Count how many lines in the records below contain the string "Target", and give only that number.

[START OF Record set]

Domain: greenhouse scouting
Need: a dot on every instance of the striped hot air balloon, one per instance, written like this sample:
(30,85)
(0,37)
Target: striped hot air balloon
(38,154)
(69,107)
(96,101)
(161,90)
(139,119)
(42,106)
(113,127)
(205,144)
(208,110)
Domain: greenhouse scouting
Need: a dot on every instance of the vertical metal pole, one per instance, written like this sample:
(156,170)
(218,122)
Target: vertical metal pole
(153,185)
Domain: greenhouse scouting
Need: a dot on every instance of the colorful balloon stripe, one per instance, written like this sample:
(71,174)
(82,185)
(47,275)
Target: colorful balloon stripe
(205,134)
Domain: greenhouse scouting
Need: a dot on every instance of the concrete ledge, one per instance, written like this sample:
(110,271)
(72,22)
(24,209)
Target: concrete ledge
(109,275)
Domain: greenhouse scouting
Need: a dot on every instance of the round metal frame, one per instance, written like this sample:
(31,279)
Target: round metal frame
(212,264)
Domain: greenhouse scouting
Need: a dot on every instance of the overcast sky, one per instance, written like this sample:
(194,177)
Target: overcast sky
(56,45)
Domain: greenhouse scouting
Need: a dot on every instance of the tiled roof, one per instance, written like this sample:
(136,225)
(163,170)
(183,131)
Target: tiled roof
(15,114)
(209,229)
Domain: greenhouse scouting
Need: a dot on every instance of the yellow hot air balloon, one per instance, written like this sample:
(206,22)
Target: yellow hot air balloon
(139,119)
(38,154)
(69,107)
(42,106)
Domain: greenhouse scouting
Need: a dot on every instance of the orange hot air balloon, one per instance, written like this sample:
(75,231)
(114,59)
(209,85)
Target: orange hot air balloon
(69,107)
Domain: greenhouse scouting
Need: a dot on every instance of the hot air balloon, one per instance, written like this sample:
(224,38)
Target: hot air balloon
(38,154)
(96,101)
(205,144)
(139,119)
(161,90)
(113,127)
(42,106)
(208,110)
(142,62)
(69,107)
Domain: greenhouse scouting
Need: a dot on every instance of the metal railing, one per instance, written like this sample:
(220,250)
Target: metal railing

[END OF Record set]

**Completed exercise**
11